• _Data for processing_:

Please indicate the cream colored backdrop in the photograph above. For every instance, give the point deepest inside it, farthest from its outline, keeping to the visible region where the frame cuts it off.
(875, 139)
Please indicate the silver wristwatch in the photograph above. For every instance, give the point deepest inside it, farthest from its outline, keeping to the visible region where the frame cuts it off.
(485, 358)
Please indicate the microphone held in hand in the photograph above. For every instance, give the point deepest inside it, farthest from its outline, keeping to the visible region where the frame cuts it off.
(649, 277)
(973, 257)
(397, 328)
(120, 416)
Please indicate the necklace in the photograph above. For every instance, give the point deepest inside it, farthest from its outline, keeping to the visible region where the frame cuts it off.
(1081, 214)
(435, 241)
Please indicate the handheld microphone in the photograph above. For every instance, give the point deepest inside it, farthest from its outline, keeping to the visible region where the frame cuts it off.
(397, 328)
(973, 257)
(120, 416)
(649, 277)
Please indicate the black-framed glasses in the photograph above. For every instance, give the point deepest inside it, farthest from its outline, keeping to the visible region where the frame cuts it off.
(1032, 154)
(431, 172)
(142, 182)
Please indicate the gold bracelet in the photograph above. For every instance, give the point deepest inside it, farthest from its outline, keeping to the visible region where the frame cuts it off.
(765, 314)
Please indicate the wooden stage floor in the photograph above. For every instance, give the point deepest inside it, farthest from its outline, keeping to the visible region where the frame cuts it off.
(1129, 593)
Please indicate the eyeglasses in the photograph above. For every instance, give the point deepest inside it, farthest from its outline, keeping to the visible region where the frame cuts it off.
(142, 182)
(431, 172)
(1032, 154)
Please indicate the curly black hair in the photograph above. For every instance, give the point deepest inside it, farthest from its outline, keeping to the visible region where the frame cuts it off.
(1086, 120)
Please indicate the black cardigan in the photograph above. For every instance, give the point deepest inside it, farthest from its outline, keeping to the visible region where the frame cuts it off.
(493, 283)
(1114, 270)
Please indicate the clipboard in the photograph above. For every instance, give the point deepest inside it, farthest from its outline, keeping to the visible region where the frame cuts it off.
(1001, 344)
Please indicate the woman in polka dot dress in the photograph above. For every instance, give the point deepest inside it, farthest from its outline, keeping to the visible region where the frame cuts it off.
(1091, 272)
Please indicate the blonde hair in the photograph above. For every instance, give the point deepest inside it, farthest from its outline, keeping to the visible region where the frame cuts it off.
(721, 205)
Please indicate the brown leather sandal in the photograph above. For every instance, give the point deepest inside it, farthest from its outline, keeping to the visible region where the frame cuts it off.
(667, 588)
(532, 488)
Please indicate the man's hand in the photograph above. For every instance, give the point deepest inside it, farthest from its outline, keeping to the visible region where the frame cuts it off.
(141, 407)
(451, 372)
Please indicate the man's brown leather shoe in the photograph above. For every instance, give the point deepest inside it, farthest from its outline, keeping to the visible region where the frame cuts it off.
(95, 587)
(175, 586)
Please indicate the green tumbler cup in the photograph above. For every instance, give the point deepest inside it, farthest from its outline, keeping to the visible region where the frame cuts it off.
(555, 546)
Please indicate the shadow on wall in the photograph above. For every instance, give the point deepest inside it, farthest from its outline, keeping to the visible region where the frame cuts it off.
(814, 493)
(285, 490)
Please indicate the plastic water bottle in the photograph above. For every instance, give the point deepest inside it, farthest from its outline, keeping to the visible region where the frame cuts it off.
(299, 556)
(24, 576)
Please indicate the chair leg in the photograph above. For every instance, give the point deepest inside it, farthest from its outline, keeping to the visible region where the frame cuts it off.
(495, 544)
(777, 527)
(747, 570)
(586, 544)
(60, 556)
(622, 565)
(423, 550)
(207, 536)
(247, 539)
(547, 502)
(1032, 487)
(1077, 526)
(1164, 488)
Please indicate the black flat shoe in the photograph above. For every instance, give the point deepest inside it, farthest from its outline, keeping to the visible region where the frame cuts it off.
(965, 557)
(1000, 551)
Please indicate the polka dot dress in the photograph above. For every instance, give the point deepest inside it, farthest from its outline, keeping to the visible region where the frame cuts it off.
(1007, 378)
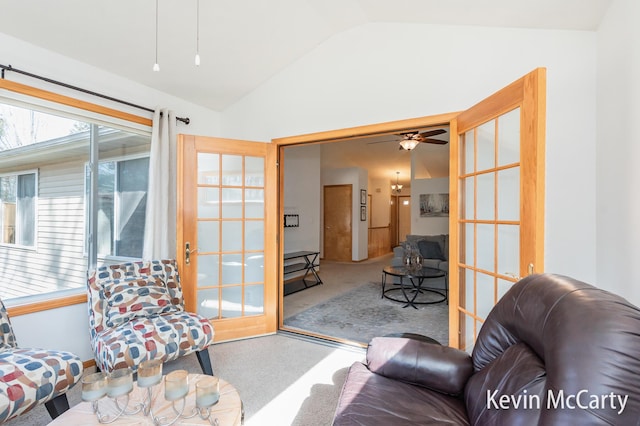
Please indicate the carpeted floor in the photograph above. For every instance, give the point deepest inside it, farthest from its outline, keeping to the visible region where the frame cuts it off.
(361, 314)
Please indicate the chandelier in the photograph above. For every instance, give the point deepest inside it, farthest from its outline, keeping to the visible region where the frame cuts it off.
(396, 187)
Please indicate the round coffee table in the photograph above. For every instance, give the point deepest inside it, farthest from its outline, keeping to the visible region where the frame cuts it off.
(410, 292)
(228, 410)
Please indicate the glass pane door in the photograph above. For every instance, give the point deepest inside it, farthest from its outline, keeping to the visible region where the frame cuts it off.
(227, 235)
(230, 235)
(489, 217)
(497, 215)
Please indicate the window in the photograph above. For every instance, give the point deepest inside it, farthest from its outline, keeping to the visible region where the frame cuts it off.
(122, 202)
(18, 209)
(43, 207)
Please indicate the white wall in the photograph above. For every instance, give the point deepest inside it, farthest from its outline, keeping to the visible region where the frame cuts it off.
(380, 191)
(302, 194)
(68, 328)
(357, 77)
(618, 150)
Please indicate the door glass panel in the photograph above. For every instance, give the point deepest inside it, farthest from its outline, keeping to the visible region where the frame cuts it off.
(509, 138)
(509, 194)
(208, 169)
(469, 247)
(231, 236)
(232, 170)
(254, 268)
(208, 270)
(486, 146)
(469, 198)
(254, 235)
(485, 254)
(467, 337)
(208, 203)
(503, 287)
(254, 175)
(208, 236)
(231, 203)
(231, 248)
(208, 303)
(254, 203)
(508, 249)
(254, 299)
(484, 295)
(485, 208)
(469, 154)
(232, 268)
(232, 302)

• _Problem details_:
Can you reproduce the whole listing above word for word, from its first line to its last, without including any of the pictures?

• _Completed exercise_:
Please indicate the cream colored backdrop in the photograph above. For every instance, give the point deepest inside it, farthest from its outline, keeping to the visible region where the frame cuts it off.
(875, 139)
Please indicate the silver wristwatch in the photograph above. For every instance, give the point deepest inside it, farthest from its outline, keeping to the visible region where the frame cuts it off.
(485, 358)
Please indicate the microphone held in hand in the photograph above. For every instance, give the point deepest inside it, farthest from its outline, keeping to the visible region where the frame cuts it off.
(649, 277)
(973, 257)
(397, 328)
(120, 416)
Please indicate the necklace in the photograph above. For every instance, give the point deepest inside it, farthest from its outline, keeping to the visible region where the frame cuts it off.
(1081, 214)
(435, 241)
Please indicate the handheld microphone in the photograph above. For every instance, give the point deepest inside it, farthest from its outline, keeping to the visible region where the frame cuts it off.
(397, 328)
(973, 257)
(120, 416)
(649, 277)
Please indicate the black-framed glasses in the photograph above. For every instance, give the point deepest inside it, farthest from its outline, keeping to the visible region where the frame cuts it off.
(1032, 154)
(431, 172)
(142, 182)
Please indicate the gold bracelet in the photograph above. For every instance, give the point deepest inside it, farthest from its outline, keeping to the visible region where the frame cuts it off.
(765, 314)
Please indicate the wooden stage floor in the photograph above. For every instance, give the point deepest inside it, farthest from its outline, keeping to the visible region where the frame cuts it off.
(1129, 593)
Please indicate the eyeglasses in the photograph above. For every instance, give the point deepest inside it, farthest from its outline, keeping to the visible region where the frame cuts it off.
(142, 182)
(431, 172)
(1032, 154)
Please indicate the curly black hair in the photograph above. For every instance, give the point deepest inside it, farthest from its outline, keeping to the visible region where the frame cuts it off.
(1086, 120)
Please indicate the black cardigan in the photograph above. For every instance, give the point deepest inside it, farthest from its outline, keeping to the visible region where the frame cuts it off.
(493, 283)
(1114, 270)
Please indicate the clipboard in the photograph above. For every instance, give the point deepest inside it, farthest from its outline, keeping to the visible region where the frame cuts it off.
(1001, 344)
Please indicate the woman in polka dot dress in the photograph above. For every instance, give the point deepest inside it, farthest from its outline, keeping to the visible region where the frame cuts it off.
(1091, 272)
Please indicate the blonde hair in the photograph above. For every instance, give the point deepest inside it, farthest from its outline, keeping to the visible region where the frame cuts it off.
(721, 205)
Please indicate the brown leather sandal in the photograph above. For every instance, give the point deepest inside it, farthest from its outline, keeping to the visible region where the frame cuts it off.
(667, 588)
(532, 488)
Please indicate the man's hand in the photograph above. For every instance, give the point deepest inside it, farthest from its outline, keeping to the visible region where the frame cuts it off.
(141, 407)
(451, 372)
Please indicate the man's brown leather shoe in the photograph above. For every instance, give the point deepest inside it, farthest from its outline, keeping to the visible region where the frame cuts it off.
(95, 587)
(175, 586)
Please indicate the green tumbler cup in the photograph above. For every instance, give the point deepest inside it, farthest from its outline, keeping to the visible region where the frame cuts it off.
(555, 546)
Please indicate the shadow on wall in the photograph above. For every instance, give the point deepest inside it, farthest from its outline, keeping to the visible region where the frame cuts it off.
(814, 493)
(285, 490)
Please indicate the plastic water bottle in the photograph above. For every instance, give the point deepest inside it, farthest from its outline, keeping to the visible region where the frame cuts it off.
(299, 556)
(24, 576)
Please indicate the chair leg in the photograph above. For every instance, give the point deepest inside it, farthest from its outline, keeping to the visible region where the frame cuts it off.
(495, 544)
(777, 527)
(747, 570)
(586, 544)
(60, 556)
(622, 565)
(423, 550)
(207, 536)
(247, 539)
(547, 502)
(1032, 487)
(1077, 526)
(1164, 488)
Please indicate the black flat shoe in the photograph above. For every instance, give the point deepest inside it, farthest from its outline, keeping to the visible region where the frame cuts it off.
(965, 557)
(1000, 551)
Please indicate the polka dot dress in the photograph above. For every instance, give the point deepest inside it, farthest from its outline, keeping to the visible region where the frame cuts it off.
(1007, 378)
Please indicate the carpeted floor in the photograph above. For every instance, give the point deepest inside it, farthest from its outline, keeping to the visible region where the frame cuts it off.
(361, 314)
Please indicate the chandelier in the photograph above. For every instance, give the point deepest inside it, farthest from its outline, keeping to the visible region where the frame cuts it off.
(396, 187)
Please indicate the round coffee table in the photograph above. For every instance, give the point deepest inside it, farthest from its outline, keeping to the visible region where the frame cuts it off.
(410, 292)
(228, 410)
Please indicate the glass pane door in the photograph above. For every instance, give the point deepest inside it, farthest from its outline, keeping to the visible region where the frame cuts it off.
(227, 235)
(230, 235)
(489, 217)
(497, 215)
Please indicate the window in the photograph above. For every instance, give the point deepest inside it, farthest from its outline, keeping to the visible region where the frame cuts it off.
(122, 202)
(18, 209)
(43, 207)
Please indicate the white wall in the photograph above. For every instance, give the point deepest inside it, farthest from its outline, keeping to the visible region where the frame cuts it off.
(380, 191)
(302, 194)
(68, 328)
(357, 77)
(618, 150)
Please indicate the door glass panel in the photograph above. For every instance, give the point deepest inside it, farthest from its outline, keeping to the visible region where the frame cuts it off.
(509, 138)
(509, 194)
(208, 169)
(469, 247)
(231, 236)
(232, 170)
(254, 268)
(208, 270)
(486, 146)
(469, 198)
(254, 235)
(485, 254)
(467, 337)
(208, 203)
(503, 287)
(254, 175)
(208, 236)
(231, 203)
(231, 248)
(208, 303)
(254, 203)
(508, 249)
(254, 299)
(484, 295)
(485, 208)
(469, 154)
(232, 268)
(232, 302)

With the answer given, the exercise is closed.